● TEKSTFRAGMENT
_ _ _
Hoe slagen we erin om er in 2050 bijna twee miljoen woningen bij te bouwen? Door de grote steden uit te breiden, te verdichten én te vergroenen, zegt Carolien Gehrels. En daar moet de auto voor wijken.

Hoewel de 1 miljoen woningen voor 2030 een constante mantra was in de verkiezingen dit jaar, schieten de concrete plannen tekort. Dat zegt Carolien Gehrels, Europees directeur bij advies- en ingenieursonderneming Arcadis.

Officieel zijn er voor 2030 nog maar 892 duizend woningen gepland. Volgens de berekeningen van Gehrels en haar groep, moeten er tot 2050 1,7 miljoen woningen bij komen. Dat is meer dan het totale woningaantal van Amsterdam, Rotterdam, Utrecht en Den Haag bij elkaar. Volgens Gehrels moeten we dus nu al plannen daarvoor maken, ‘anders haal je het niet.’ 

Tussen 2006 en 2014 was Gehrels wethouder in Amsterdam. Afgelopen vier jaar dacht Gehrels, in samenwerking met De Bouwagenda en Ben van Berkel van architectenbureau UN Studio (bekend van onder andere de Erasmusbrug), na over de herinrichting van onder andere Amsterdam, Rotterdam, Den Haag en Eindhoven.
_ _ _
● OPGESLAGEN LIJST
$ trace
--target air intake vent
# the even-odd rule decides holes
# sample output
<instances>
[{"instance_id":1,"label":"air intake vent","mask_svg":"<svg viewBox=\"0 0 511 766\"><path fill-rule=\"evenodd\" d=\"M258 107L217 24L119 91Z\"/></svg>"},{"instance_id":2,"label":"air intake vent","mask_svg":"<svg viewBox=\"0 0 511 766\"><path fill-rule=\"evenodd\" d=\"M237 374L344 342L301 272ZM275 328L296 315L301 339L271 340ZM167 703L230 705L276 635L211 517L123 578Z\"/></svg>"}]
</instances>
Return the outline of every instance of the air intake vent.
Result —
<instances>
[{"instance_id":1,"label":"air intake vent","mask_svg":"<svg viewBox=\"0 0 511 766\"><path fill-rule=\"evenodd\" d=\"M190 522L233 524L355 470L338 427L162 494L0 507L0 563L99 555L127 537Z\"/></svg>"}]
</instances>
_ _ _
● OPDRACHTDETAILS
Kun je het artikel over woningbouw bewerken door het opnieuw te geven van "Hoewel de 1" tot en met "en ingenieursonderneming Arcadis.", met "mantra" vervangen door "belofte"? De lijst heeft niets met het artikel over woningbouw te maken.

● UITGEWERKTE OPDRACHT
Hoewel de 1 miljoen woningen voor 2030 een constante belofte was in de verkiezingen dit jaar, schieten de concrete plannen tekort. Dat zegt Carolien Gehrels, Europees directeur bij advies- en ingenieursonderneming Arcadis.